== Textauszug ==

Süddeutsche Zeitung

Gemeindehaushalt:Karlsfeld kommt ins Schleudern

Lesezeit: 3 min

Die Corona-Pandemie hat ein Loch von knapp zwei Millionen Euro in den Haushalt gerissen. Jetzt muss die ohnehin stark verschuldete Gemeinde weitere Kredite aufnehmen - allein schon für den laufenden Betrieb

Von Christiane Bracht, Karlsfeld

Ein Loch von 1,92 Millionen Euro hat die Corona-Pandemie bis jetzt in den Karlsfelder Haushalt gerissen. "Aber das kann sich alles noch ändern, etwa wenn ein neuer Lockdown angeordnet wird", erklärt Kämmerer Alfred Giesinger. Das Jahr habe schließlich noch drei Monate und die Zahl der Infizierten steige stetig. Normalerweise müsste Karlsfeld mit so einem großen Defizit sofort einen Nachtragshaushalt beschließen. Doch die Regierung hat die Bestimmungen gelockert. Gespräche mit der Aufsichtsbehörde, dem Landratsamt Dachau, stehen nun an. Es wird um die Aufnahme eines Kredites für die laufenden Geschäfte gehen. "Normalerweise dürfen Kommunen nur Kredite für Investitionen aufnehmen", sagt Giesinger. Doch die Corona-Krise hat die Situation verändert und damit auch die Möglichkeiten. Man will und muss den laufenden Betrieb gewährleisten.

===

Übungsaufgaben:
1: Schreiben Sie aus dem Artikel über den Karlsfelder Gemeindehaushalt einen Abschnitt wortgetreu ab. Beginnen Sie bei den Worten "Ein Loch von 1,92" und hören Sie nach "den laufenden Betrieb gewährleisten." auf.
2: Wie groß ist laut dem Artikel über den Karlsfelder Gemeindehaushalt das Loch, das die Corona-Pandemie bis jetzt in den Haushalt gerissen hat?
3: Setzen Sie den Artikel über den Karlsfelder Gemeindehaushalt im Anschluss an seinen letzten Satz fort.
Die Einträge werden für die Bearbeitung nicht benötigt.

== Aufgeführte Einträge ==

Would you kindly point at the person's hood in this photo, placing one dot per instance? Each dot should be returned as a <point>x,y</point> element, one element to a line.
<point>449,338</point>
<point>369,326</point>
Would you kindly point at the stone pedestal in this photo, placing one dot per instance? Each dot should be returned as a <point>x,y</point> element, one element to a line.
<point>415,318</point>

===
== Aufgeführte Einträge ==

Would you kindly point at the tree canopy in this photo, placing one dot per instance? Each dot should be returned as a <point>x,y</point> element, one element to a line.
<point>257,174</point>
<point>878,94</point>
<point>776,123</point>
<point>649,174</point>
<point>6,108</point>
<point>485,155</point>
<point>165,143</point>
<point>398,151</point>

===

Lösungen im Einzelnen:
1:
Ein Loch von 1,92 Millionen Euro hat die Corona-Pandemie bis jetzt in den Karlsfelder Haushalt gerissen. "Aber das kann sich alles noch ändern, etwa wenn ein neuer Lockdown angeordnet wird", erklärt Kämmerer Alfred Giesinger. Das Jahr habe schließlich noch drei Monate und die Zahl der Infizierten steige stetig. Normalerweise müsste Karlsfeld mit so einem großen Defizit sofort einen Nachtragshaushalt beschließen. Doch die Regierung hat die Bestimmungen gelockert. Gespräche mit der Aufsichtsbehörde, dem Landratsamt Dachau, stehen nun an. Es wird um die Aufnahme eines Kredites für die laufenden Geschäfte gehen. "Normalerweise dürfen Kommunen nur Kredite für Investitionen aufnehmen", sagt Giesinger. Doch die Corona-Krise hat die Situation verändert und damit auch die Möglichkeiten. Man will und muss den laufenden Betrieb gewährleisten.

2: Das Loch beträgt 1,92 Millionen Euro.

3:
Schuld am Haushaltsloch sind unter anderem die deutlich geringeren Einnahmen bei der Einkommenssteuer. Eine Schätzung Mitte September geht von einem Minus von 1,45 Millionen Euro aus. Außerdem rechnet man mit 1,98 Millionen Euro weniger Gewerbesteuern. Giesinger hatte dieses Jahr sogar mit neun Millionen Euro gerechnet, statt der üblichen sechs bis sieben Millionen, da die ersten beiden Monate in der Wirtschaft besonders gut liefen. Doch es kam anders. Und das macht den Kämmerer bei Prognosen umso vorsichtiger.

Gewerbesteuerrückzahlungen aus vergangenen Jahren von etwa 430 000 Euro muss die Gemeinde heuer leisten. Natürlich wird auch Karlsfeld eine Kompensation von der Regierung bekommen. Giesinger rechnet mit etwa 1,4 Millionen Euro. Aber wie hoch sie am Ende wirklich sein wird, "das wird man erst kurz vor Weihnachten sehen", sagt er. Der Kämmerer hat Zweifel, ob der Topf von 2,4 Milliarden Euro für alle Kommunen überhaupt reicht. Was den Karlsfeldern dieses Jahr besonders zugute kommt, sind die hohen Bodenpreise. Grund- und Grunderwerbssteuer mildern das Minus um 300 000 Euro. Die coronabedingten Absagen von großen Veranstaltungen wie dem Siedlerfest, Mini-Karlsfeld oder dem Christkindlmarkt sparten Ausgaben von 100 000 Euro.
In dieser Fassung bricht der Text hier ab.